__Source extract__
────────
Positive numbers lift hotel spirits! What lies ahead for the hospitality industry?

May 26, 2010 - Spotlights

David Roedel, Roedel Companies LLC

Like every other sector of commercial real estate, the hotel industry took a beating in 2009. Record drops in year over year revenue per available room (RevPar) reached an all-time high -in excess of 16%- by the end of the year. The local New England market did not fare any better than the national average. Fortunately, as Smith Travel Research (STR) reported last week, the worst may be behind us.
"New England reported the largest increases in occupancy and revenue per available room for April, according to data from STR. The region's occupancy rose 11.6% to 56% and RevPar was up 12.7% to US $60.98. Overall for the month, the industry's occupancy was up 4.7% to 58.4%, average daily rate dropped 1.2% to US $97.72, and RevPar increased 3.5% to US $57.06."
These positive numbers may indicate the beginning of a turnaround, but the problems caused by the dramatic drop in demand that began in 2008 and continued through 2009 still haunts the hospitality industry. Due to the high fixed costs of hotels, Net Operating Income (NOI) typically drops about twice the decrease in RevPar. For example, in 2009, when RevPar decreased roughly 17%, hotel owners saw their NOI decease 34% when compared to 2008. Obviously, removal of 34% of an owner's income leads to other problems.
Based on the current situation, what happens next? To date, lenders are choosing to negotiate with borrowers and modify existing loans rather than foreclosing. This practice, known as "extend and pretend" is one of the reasons hotel investors are finding it difficult to find assets to purchase. The flood of hotels that many predicated would be available for sale directly from lenders never materialized. Moving forward, it will be interesting to see what position lenders take if market conditions do not improve enough for hotel owners to meet their modified loan terms.

Returning recently from the "Meet the Money" hotel conference in Los Angeles, it was not difficult to gauge where industry experts feel the market is headed. Although the numbers are getting better, the problems are numerous and widespread. Hotel loan defaults are accelerating faster than lenders and servicers can handle. Their capacity to deal with each loan productively leaves the borrower in a difficult position. For example, what are the chances the person you made your loan with in 2007 is still employed by the lender? If your loan was sent to a special servicer, what does that mean, what is the process and what is your course of action? The advice, contact groups with experience dealing with lenders right now, do not wait and "hope" for conditions to improve. Unfortunately, an increase in room demand is not going to solve the problems.
────────
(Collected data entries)
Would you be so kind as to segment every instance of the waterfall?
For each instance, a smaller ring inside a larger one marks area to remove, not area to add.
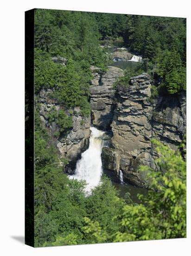
[[[136,55],[134,55],[131,60],[129,60],[128,61],[135,61],[138,62],[142,60],[142,57],[140,56],[136,56]]]
[[[123,184],[124,183],[123,174],[121,170],[120,170],[120,180],[121,184]]]
[[[75,174],[69,176],[70,179],[85,180],[87,183],[85,189],[87,194],[91,194],[91,189],[100,182],[102,175],[102,163],[101,157],[103,147],[107,146],[107,142],[102,139],[104,132],[91,127],[91,135],[89,148],[82,154],[78,160]]]

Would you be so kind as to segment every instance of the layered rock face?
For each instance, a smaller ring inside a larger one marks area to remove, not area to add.
[[[91,119],[93,124],[99,129],[107,130],[110,128],[115,104],[113,83],[123,75],[123,70],[109,66],[104,74],[99,70],[93,71],[94,79],[90,87]]]
[[[149,103],[152,81],[147,74],[131,78],[127,89],[119,89],[111,124],[111,148],[104,148],[104,169],[139,186],[147,186],[146,173],[139,172],[140,165],[157,169],[155,153],[150,139],[155,138],[176,149],[185,132],[185,96],[161,97]]]

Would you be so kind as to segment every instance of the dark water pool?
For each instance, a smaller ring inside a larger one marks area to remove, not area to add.
[[[141,202],[137,197],[138,194],[146,195],[148,193],[147,189],[142,188],[138,188],[130,184],[121,184],[120,182],[112,182],[113,185],[117,189],[119,192],[120,197],[124,197],[125,194],[127,192],[131,194],[131,198],[134,202],[140,203]]]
────────
__Task instructions__
According to the hotel industry article, what name is given to the practice of lenders modifying existing loans instead of foreclosing? The rows are not required for this work.

__Answer area__
It is known as "extend and pretend."